━━━━━ Task material ━━━━━

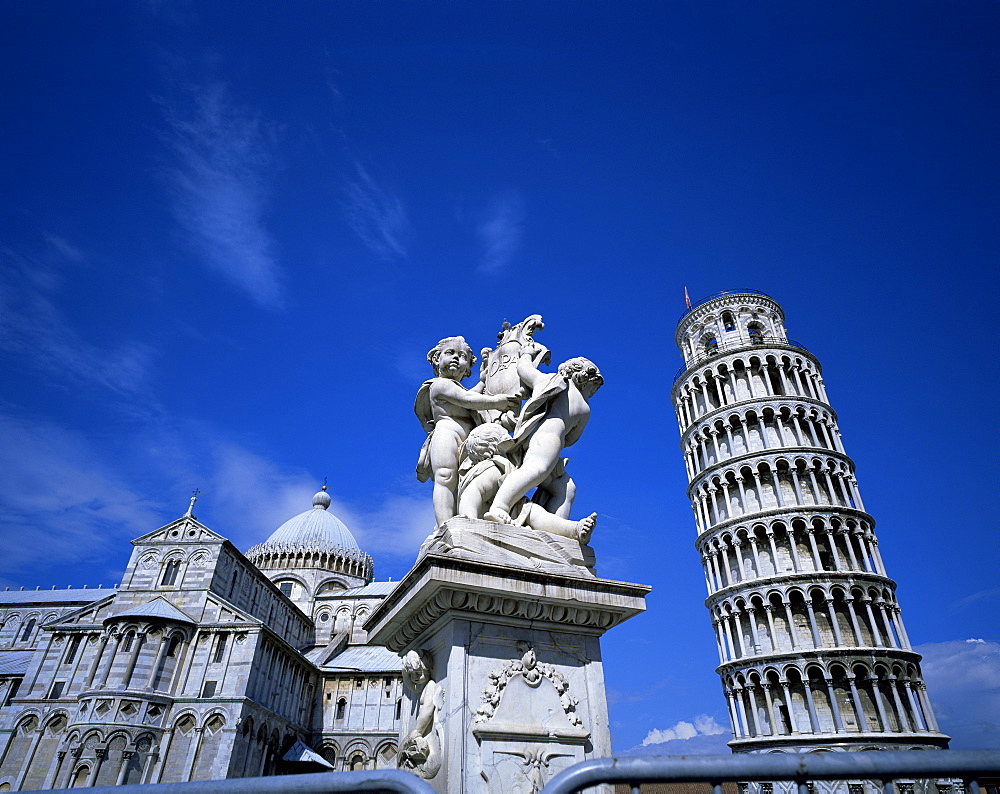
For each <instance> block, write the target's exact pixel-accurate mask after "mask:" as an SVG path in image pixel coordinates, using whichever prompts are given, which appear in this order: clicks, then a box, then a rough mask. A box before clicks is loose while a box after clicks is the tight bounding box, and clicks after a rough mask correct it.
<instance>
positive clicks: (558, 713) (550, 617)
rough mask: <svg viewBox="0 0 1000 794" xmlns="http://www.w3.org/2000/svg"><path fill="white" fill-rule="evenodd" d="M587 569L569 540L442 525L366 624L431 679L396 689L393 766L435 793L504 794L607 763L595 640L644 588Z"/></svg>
mask: <svg viewBox="0 0 1000 794" xmlns="http://www.w3.org/2000/svg"><path fill="white" fill-rule="evenodd" d="M592 565H593V553H592V552H591V550H590V548H589V547H588V546H586V545H582V544H580V543H579V542H578V541H575V540H570V539H568V538H558V537H556V538H554V539H553V536H549V535H544V536H543V533H536V532H534V531H533V530H530V529H527V528H521V527H513V526H509V525H500V524H494V523H492V522H488V521H478V520H472V519H451V520H450V521H448V522H446V523H445V525H444V526H443V527H442V528H441V529H439V530H437V531H436V532H435V533H434V535H432V536H431V537H430V538H429V539H428V542H427V543H425V544H424V548H423V549H422V550H421V556H420V557H418V559H417V562H416V564H415V565H414V567H413V569H412V570H411V571H410V572H409V573H408V574H407V575H406V576H405V577H404V579H403V580H402V582H400V584H399V586H398V587H397V588H396V589H395V590H394V591H393V593H392V594H391V595H390V596H389V597H388V598H387V599H386V600H385V601H384V602H383V603H382V604H381V605H379V607H378V609H377V610H376V611H375V612H374V613H373V615H372V616H371V618H370V619H369V620H368V622H367V624H366V626H365V628H366V629H368V631H369V633H370V639H371V642H373V643H375V644H378V645H385V646H386V647H388V648H389V649H391V650H393V651H396V652H398V653H400V654H406V653H407V652H409V651H413V650H416V651H420V652H422V653H423V657H424V659H425V660H426V664H427V667H428V668H429V674H430V679H431V682H432V683H429V684H427V685H426V688H423V689H421V688H420V687H418V689H420V691H418V692H413V691H410V690H409V689H408V690H407V698H408V700H407V701H406V702H405V703H404V713H403V720H402V729H401V734H400V747H401V759H400V767H401V768H404V769H406V768H409V769H411V771H414V772H416V773H417V774H419V775H421V776H422V777H425V778H426V779H427V781H428V782H429V783H430V784H431V785H432V786H433V787H434V789H435V790H436V791H438V792H441V793H442V794H444V792H456V793H457V792H468V793H469V794H471V793H472V792H497V793H499V792H503V793H504V794H510V793H511V792H520V791H524V792H534V791H537V790H538V789H540V788H541V787H542V785H543V784H544V783H545V782H546V781H548V780H549V779H550V778H551V777H552V776H553V775H555V774H556V773H557V772H559V771H561V770H562V769H565V768H566V767H568V766H571V765H572V764H575V763H577V762H579V761H583V760H585V759H588V758H601V757H607V756H609V755H610V754H611V738H610V733H609V729H608V709H607V700H606V696H605V691H604V670H603V666H602V661H601V648H600V637H601V635H603V634H604V632H605V631H607V630H608V629H609V628H611V627H612V626H615V625H617V624H618V623H621V622H622V621H624V620H627V619H628V618H630V617H632V616H633V615H636V614H638V613H640V612H642V611H643V610H644V609H645V604H644V598H645V595H646V594H647V593H648V592H649V590H650V588H649V587H647V586H645V585H638V584H630V583H626V582H615V581H610V580H606V579H599V578H597V577H596V575H595V574H594V571H593V568H592V567H591V566H592ZM422 693H423V697H422ZM432 693H433V694H432ZM408 737H409V738H410V740H411V741H410V742H409V743H408V741H407V739H408ZM408 746H409V747H410V748H412V750H413V752H412V753H410V754H409V755H408V756H407V747H408Z"/></svg>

━━━━━

Render every line of the records above as a numbered list, skipping any blank lines. Leave the pictures out.

Answer below ▸
1. For each <instance> block, write the target's exact pixel-accurate mask after "mask:" as an SVG path in image pixel coordinates, using whichever prompts are given, which appear in this order: clicks, then a box, then a rough mask. A box before clicks is loose while a box after clicks is the tight bounding box, and clicks after a rough mask correct it.
2. <instance>
3. positive clicks: (558, 713) (550, 617)
4. rough mask: <svg viewBox="0 0 1000 794" xmlns="http://www.w3.org/2000/svg"><path fill="white" fill-rule="evenodd" d="M587 569L569 540L442 525L366 624L431 679L396 689L393 766L435 793L504 794L607 763L595 640L644 588Z"/></svg>
5. mask: <svg viewBox="0 0 1000 794" xmlns="http://www.w3.org/2000/svg"><path fill="white" fill-rule="evenodd" d="M592 565H593V553H592V552H591V550H590V548H589V547H588V546H586V545H582V544H580V543H579V542H578V541H575V540H570V539H568V538H558V537H556V538H554V539H553V536H549V535H544V536H543V533H536V532H534V531H533V530H530V529H527V528H521V527H513V526H509V525H500V524H494V523H492V522H488V521H478V520H472V519H451V520H450V521H448V522H446V523H445V525H444V526H443V527H442V528H441V529H439V530H437V531H436V532H435V533H434V535H432V536H431V537H430V538H429V539H428V542H427V543H425V544H424V548H423V549H422V550H421V556H420V557H418V559H417V562H416V564H415V565H414V567H413V569H412V570H411V571H410V572H409V573H408V574H407V575H406V576H405V577H404V579H403V580H402V582H400V584H399V586H398V587H397V588H396V589H395V590H394V591H393V593H392V594H391V595H390V596H389V597H388V598H387V599H386V600H385V601H384V602H383V603H382V604H381V605H379V607H378V609H377V610H376V611H375V612H374V613H373V615H372V616H371V618H370V619H369V620H368V622H367V624H366V626H365V628H366V629H368V631H369V633H370V639H371V642H373V643H375V644H378V645H385V646H386V647H388V648H389V649H391V650H393V651H396V652H398V653H400V654H406V653H407V652H409V651H413V650H416V651H420V652H422V653H423V657H424V659H425V660H426V664H427V667H428V668H429V674H430V679H431V682H432V683H429V684H427V685H426V688H423V689H421V688H420V687H418V689H420V691H418V692H413V691H410V690H409V689H408V690H407V698H408V700H407V701H406V702H405V703H404V713H403V720H402V729H401V734H400V747H401V759H400V767H401V768H404V769H406V768H409V769H411V771H414V772H416V773H417V774H419V775H421V776H422V777H425V778H426V779H427V781H428V782H429V783H430V784H431V785H432V786H433V787H434V789H435V790H436V791H438V792H441V793H442V794H444V792H456V793H457V792H468V793H469V794H471V793H472V792H497V793H499V792H503V793H504V794H510V793H511V792H520V791H524V792H534V791H537V790H538V789H540V788H541V787H542V785H543V784H544V783H545V782H546V781H548V780H549V779H550V778H551V777H552V776H553V775H555V774H556V773H557V772H559V771H561V770H562V769H565V768H566V767H568V766H571V765H572V764H575V763H577V762H579V761H583V760H585V759H588V758H601V757H607V756H609V755H610V754H611V738H610V733H609V729H608V709H607V700H606V696H605V691H604V670H603V666H602V661H601V648H600V637H601V635H603V634H604V632H605V631H607V630H608V629H609V628H611V627H612V626H615V625H617V624H618V623H621V622H622V621H624V620H627V619H628V618H630V617H632V616H633V615H636V614H638V613H640V612H642V611H643V610H644V609H645V604H644V598H645V595H646V594H647V593H648V592H649V590H650V588H649V587H647V586H645V585H638V584H630V583H626V582H615V581H610V580H606V579H599V578H597V577H596V575H595V574H594V571H593V568H592V567H591V566H592ZM422 693H423V697H422ZM432 693H433V694H432ZM408 737H409V738H410V740H411V741H410V742H409V743H408V741H407V739H408ZM408 746H409V747H410V748H412V750H413V752H412V753H410V754H409V755H408V756H407V747H408Z"/></svg>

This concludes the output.